Named-object pointing records:
──────────────────────────────

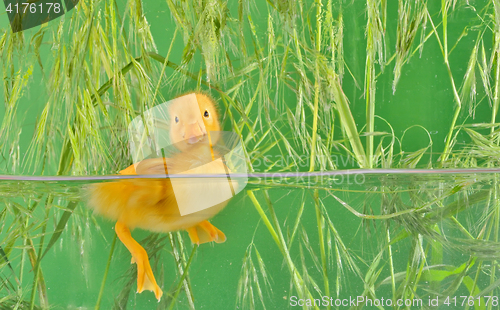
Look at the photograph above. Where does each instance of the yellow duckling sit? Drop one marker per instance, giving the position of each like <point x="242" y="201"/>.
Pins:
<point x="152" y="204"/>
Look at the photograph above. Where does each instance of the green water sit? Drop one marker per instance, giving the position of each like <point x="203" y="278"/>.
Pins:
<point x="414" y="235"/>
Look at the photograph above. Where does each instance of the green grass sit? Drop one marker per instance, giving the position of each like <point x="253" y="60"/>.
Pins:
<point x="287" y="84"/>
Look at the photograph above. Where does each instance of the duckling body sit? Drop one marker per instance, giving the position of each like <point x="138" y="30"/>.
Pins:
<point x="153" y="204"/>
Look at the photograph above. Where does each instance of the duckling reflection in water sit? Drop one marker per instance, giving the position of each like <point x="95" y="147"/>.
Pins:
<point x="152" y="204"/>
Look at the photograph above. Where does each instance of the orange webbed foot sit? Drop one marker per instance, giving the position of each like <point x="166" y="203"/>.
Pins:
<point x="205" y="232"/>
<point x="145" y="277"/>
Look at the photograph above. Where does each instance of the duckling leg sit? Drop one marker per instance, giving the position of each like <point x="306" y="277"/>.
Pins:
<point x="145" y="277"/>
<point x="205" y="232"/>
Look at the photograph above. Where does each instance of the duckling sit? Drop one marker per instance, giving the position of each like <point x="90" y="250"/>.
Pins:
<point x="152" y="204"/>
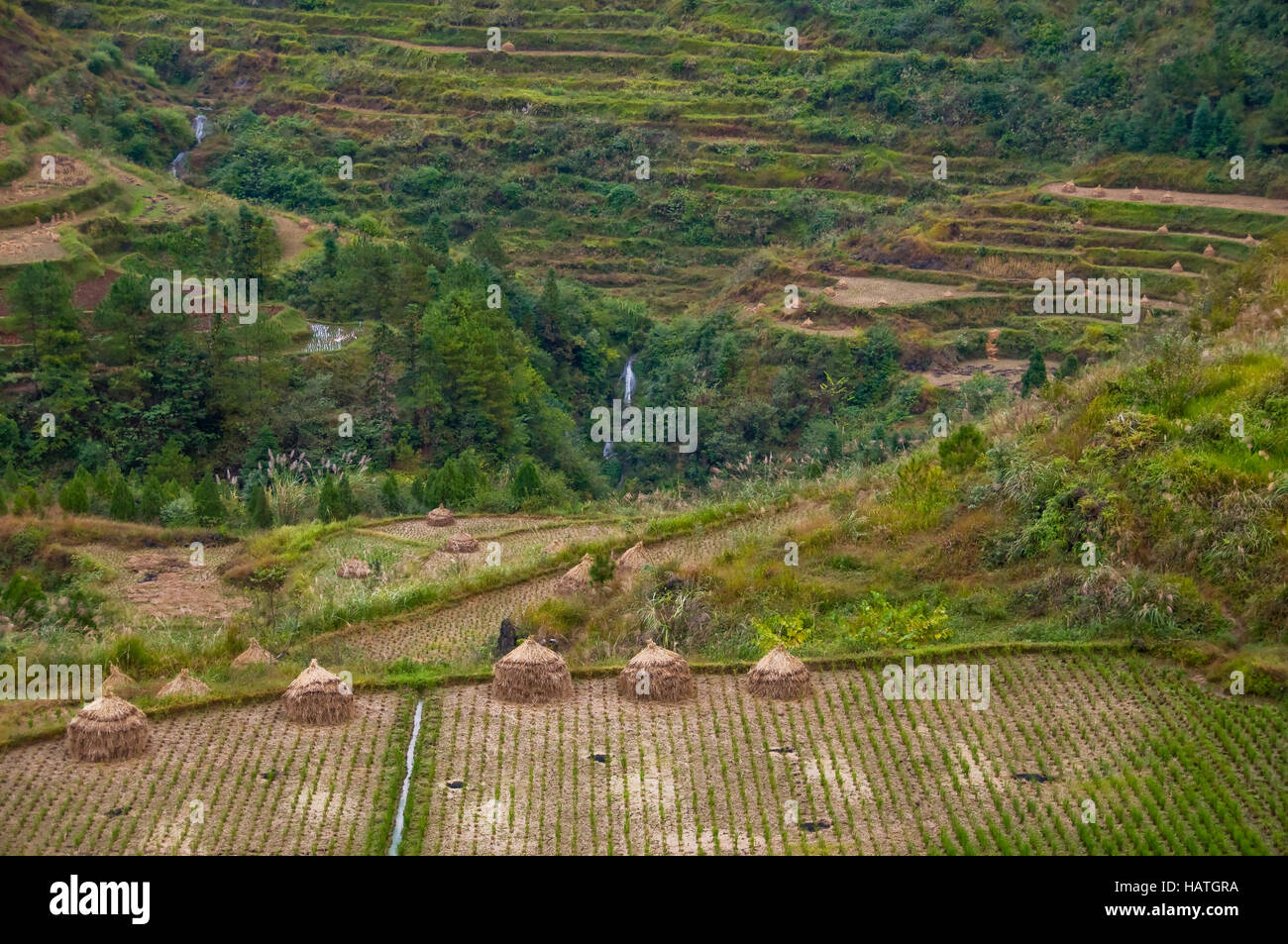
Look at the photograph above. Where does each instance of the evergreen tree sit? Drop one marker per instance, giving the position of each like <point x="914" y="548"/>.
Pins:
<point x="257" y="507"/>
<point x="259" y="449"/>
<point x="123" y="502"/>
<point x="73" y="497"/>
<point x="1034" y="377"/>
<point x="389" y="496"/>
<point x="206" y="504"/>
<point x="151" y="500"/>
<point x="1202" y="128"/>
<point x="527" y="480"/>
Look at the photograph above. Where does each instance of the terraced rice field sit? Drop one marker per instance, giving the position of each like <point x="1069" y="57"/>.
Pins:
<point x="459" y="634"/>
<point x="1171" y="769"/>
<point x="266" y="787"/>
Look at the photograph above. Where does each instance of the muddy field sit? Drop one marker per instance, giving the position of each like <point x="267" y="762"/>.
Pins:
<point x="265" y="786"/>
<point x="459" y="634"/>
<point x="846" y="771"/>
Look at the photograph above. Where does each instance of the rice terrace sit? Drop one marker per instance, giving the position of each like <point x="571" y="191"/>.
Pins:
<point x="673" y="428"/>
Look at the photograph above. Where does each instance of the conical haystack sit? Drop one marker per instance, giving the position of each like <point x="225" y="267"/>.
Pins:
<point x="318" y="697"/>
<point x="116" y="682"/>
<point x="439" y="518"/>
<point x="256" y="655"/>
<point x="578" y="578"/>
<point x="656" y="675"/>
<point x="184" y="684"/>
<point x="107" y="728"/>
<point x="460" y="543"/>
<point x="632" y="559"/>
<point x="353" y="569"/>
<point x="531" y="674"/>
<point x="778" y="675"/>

──────────────────────────────

■ What the task requires
Write the entries above out again exactly, but not the pictures.

■ Answer to this task
Look at the photograph above. Where does each instance of the yellow duckling sit? Drop one marker per instance, giving the position of each like <point x="242" y="201"/>.
Pins:
<point x="152" y="204"/>
Look at the photograph above. Where does each instance of the green water sit? Drop one marker per instance, giving the position of each like <point x="203" y="278"/>.
Pins:
<point x="414" y="235"/>
Look at the photograph above. Where does each instance of the green grass sit? Drop one marker per instance, giving the position of each like <point x="253" y="60"/>.
Pins:
<point x="287" y="84"/>
Look at the photograph above. Where does each instance of the duckling body sit? Drop one marker per instance, giving the position of each like <point x="138" y="30"/>.
Pins:
<point x="153" y="204"/>
Look at the photograph above. Where does each instance of the duckling reflection in water sit? Drop one marker per instance, giving the position of each like <point x="95" y="147"/>.
Pins:
<point x="152" y="204"/>
Look at the photograph above. Where does each instance of the orange webbed foot sit? Drop one marker per instance, giving the position of each like <point x="166" y="203"/>.
Pins:
<point x="205" y="232"/>
<point x="145" y="277"/>
Look at the photograph above. Where does each instance of the duckling leg sit? Drop one marker per instance, giving the position of each like <point x="306" y="277"/>.
Pins:
<point x="145" y="277"/>
<point x="205" y="232"/>
Look at the photograph above. Where does each instance of the duckling sit? Drop one marker per instance, giving the position of each like <point x="90" y="250"/>.
Pins:
<point x="152" y="204"/>
Look at the photograph above. Where does each instance of the evergreen tree sit? Drop one marker per instance, giving the position of each like <point x="914" y="548"/>.
Pins:
<point x="257" y="507"/>
<point x="259" y="449"/>
<point x="123" y="502"/>
<point x="73" y="497"/>
<point x="1034" y="377"/>
<point x="389" y="496"/>
<point x="206" y="504"/>
<point x="151" y="500"/>
<point x="1202" y="128"/>
<point x="527" y="480"/>
Look at the photograph above. Where does each instance of the terraced rice field sit? Drop one marker per instance, giving the position of each like <point x="1069" y="57"/>.
Pins:
<point x="459" y="634"/>
<point x="1171" y="769"/>
<point x="266" y="787"/>
Look at the photograph above. Where does each instance of the muddy field sit? Drop one marker per instance, giving the position of each like <point x="267" y="762"/>.
Pins:
<point x="265" y="786"/>
<point x="459" y="634"/>
<point x="846" y="771"/>
Look at the photograph above. Where does each instance of the rice terrace sit? Drop one marker per instance, giving the position of each like <point x="571" y="191"/>.
Pins:
<point x="673" y="428"/>
Look at the photograph above. Where does each instance of the conical haystack sit? Drop one marker per instance, giving the position of each like <point x="225" y="267"/>.
Pins:
<point x="318" y="697"/>
<point x="116" y="682"/>
<point x="439" y="518"/>
<point x="256" y="655"/>
<point x="578" y="578"/>
<point x="656" y="675"/>
<point x="184" y="684"/>
<point x="107" y="728"/>
<point x="460" y="543"/>
<point x="632" y="559"/>
<point x="353" y="569"/>
<point x="531" y="674"/>
<point x="778" y="675"/>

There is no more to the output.